• _Ações necessárias_
1/ No trecho sobre os pares de opostos, a que conceito, mais tarde encontrado na linguística e nas análises de mitos, o autor associa a característica dos pares selecionados?
2/ Prossiga com o trecho sobre os pares de opostos a partir da última frase apresentada.

• _Trecho do documento_
********
Iniciava-se a primeira descida a uma camada menos visível da obra. Ela começava a se organizar aos olhos do analista, como no microscópio as células de um organismo começam a se aglutinar em busca de um sentido e/ou vida. Alguns desses pares eram: província/metrópole, campo/cidade, fazendeiro/burocrata, pai/filho, Itabira/Belo Horizonte, Itabira/Rio, Brasil/Europa, janela/rua, ilha/continente, espiar/contemplar, lagoa/mar, interior/exterior, pequeno/grande, escuro/claro, noite/aurora, mar noturno/farol, mariposa/luz, amor/morte, metrópole/necrópole, destruição/reconstrução, poesia/memória, essência/aparência, tudo/nada, instante/eternidade, poesia/jogo, vida/teatro, etc. (digo “etc.” porque foram centenas de itens/fichas anotados).

5.
Ao mesmo tempo em que descobria a tensão entre os pares que se solicitavam, selecionei os que me pareciam mais fortes, mais informativos. Havia uma percepção de que esses pares selecionados tinham a característica daquilo que futuramente eu ia conhecer na lingüística e nas análises de mitos, como elemento marcado e elemento não-marcado. Ou seja, havia algo explícito e implícito, mais ou menos exposto, um dito e não-dito. Os elementos desses pares podiam estar in presentia ou in absentia.
********
• _Extrato dos dados_
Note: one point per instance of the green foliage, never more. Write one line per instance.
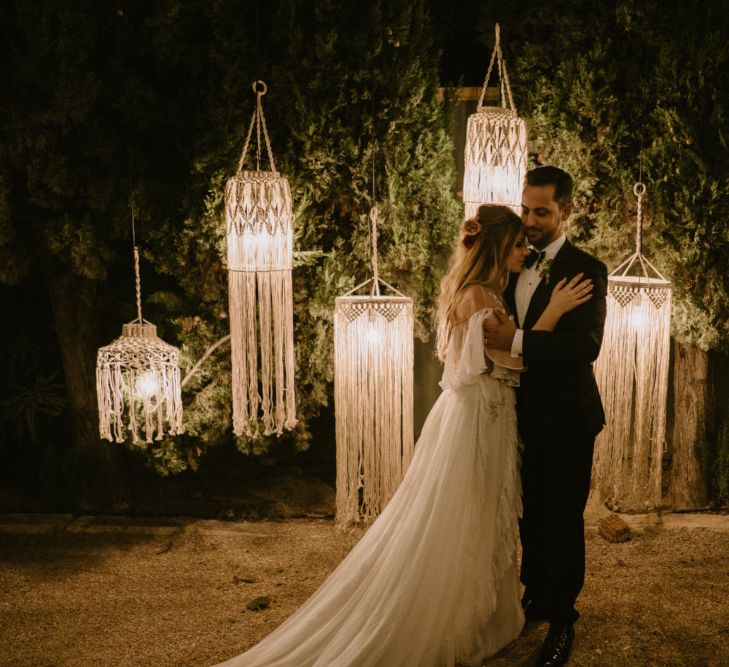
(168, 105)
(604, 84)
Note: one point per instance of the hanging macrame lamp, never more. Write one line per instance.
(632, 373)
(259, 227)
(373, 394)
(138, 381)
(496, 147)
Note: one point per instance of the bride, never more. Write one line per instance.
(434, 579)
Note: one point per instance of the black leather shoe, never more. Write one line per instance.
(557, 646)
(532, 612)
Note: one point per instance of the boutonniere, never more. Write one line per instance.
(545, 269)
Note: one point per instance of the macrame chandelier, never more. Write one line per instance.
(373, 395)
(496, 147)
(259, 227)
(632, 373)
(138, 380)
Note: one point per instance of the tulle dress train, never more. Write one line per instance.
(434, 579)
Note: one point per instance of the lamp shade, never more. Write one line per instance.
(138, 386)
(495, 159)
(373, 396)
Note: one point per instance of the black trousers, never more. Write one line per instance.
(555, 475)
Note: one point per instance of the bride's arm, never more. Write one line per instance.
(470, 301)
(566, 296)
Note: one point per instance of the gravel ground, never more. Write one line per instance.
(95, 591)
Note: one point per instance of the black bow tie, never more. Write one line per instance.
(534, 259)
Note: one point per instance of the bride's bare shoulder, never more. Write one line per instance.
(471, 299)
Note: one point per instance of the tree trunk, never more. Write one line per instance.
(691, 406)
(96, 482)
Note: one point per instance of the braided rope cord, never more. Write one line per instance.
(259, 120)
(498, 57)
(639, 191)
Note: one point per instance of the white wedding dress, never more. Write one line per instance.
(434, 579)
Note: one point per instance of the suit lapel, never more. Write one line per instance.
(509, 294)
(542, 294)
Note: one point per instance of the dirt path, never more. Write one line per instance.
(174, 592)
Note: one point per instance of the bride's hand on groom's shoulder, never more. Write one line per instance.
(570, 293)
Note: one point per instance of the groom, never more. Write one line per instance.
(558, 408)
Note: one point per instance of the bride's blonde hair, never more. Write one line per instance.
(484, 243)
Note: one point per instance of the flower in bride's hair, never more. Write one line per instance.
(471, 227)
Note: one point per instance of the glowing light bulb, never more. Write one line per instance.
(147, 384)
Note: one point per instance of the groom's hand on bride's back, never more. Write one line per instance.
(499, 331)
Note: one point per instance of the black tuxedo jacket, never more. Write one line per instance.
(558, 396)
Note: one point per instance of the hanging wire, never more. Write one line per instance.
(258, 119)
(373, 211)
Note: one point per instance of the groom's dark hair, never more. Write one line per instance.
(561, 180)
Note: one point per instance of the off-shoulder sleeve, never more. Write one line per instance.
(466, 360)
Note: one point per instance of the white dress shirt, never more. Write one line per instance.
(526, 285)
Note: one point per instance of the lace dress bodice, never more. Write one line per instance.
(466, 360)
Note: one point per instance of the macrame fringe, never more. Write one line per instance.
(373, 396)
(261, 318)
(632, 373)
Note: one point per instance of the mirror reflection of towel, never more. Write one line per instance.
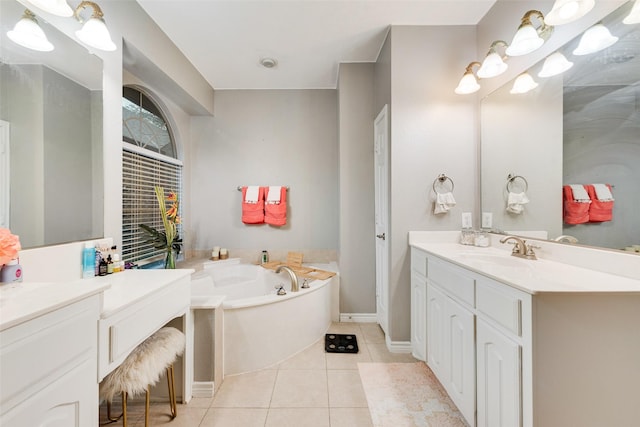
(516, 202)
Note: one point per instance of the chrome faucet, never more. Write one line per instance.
********
• _Respostas_
1/ Ao conceito de elemento marcado e elemento não-marcado.

2/
6.
A seguir, parti para uma estratégia quase ausente da crítica brasileira, que é a estilística quantitativa. Iniciei a contagem estatística dos principais referentes dessa poesia: província/metrópole, referentes cromáticos (claro/escuro) e as metáforas relativas à água em sua múltipla aparição. Esses referentes condensavam muitas informações, eram a síntese da síntese.

Poema por poema, livro por livro esses dados quantitativos indicavam dados qualitativos. A estilística quantitativa fazia o aspecto material dialogar com o imaterial, o objetivo com o subjetivo, o poético com o estatístico.

Se a estilística quantitativa era praticamente ignorada nas análises de obras no Brasil, também não conhecia àquela época nenhuma experiência entre nós que levasse tal levantamento ao terreno da informática. Em 1970, criando a pós-graduação de Letras na PUC/RJ, iniciei pesquisas no Rio Datacentro com a idéia de montar ali um banco de dados sobre literatura brasileira.

Comparado com o que existe nesse campo hoje, era tudo muito primitivo. Os computadores eram enormes. Você só podia perguntar ao computador o que de antemão já sabia. O processo era por meio de cartões perfurados, nos quais eu deveria marcar o que futuramente gostaria de ver confirmado. Neste sentido, forneci aos computadores os dados que tinha e ele me devolveu a ilustração visual do que ocorria no interior da obra estudada.

Assim, enriquecendo a tese já defendida, a primeira edição de Drummond: o gauche no tempo trazia diversos gráficos executados pelo computador ilustrando os dados estatísticos, estilísticos e estruturais levantados. Em outros termos, assim como aqueles pares anotados mantinham uma tensão informativa sobre os sentidos da obra em estudo, a análise quantitativa iria me conduzir a conclusões qualitativas, dizendo-me que alguns sentidos latentes nessa poesia poderiam quantitativamente ser mais bem apreendidos.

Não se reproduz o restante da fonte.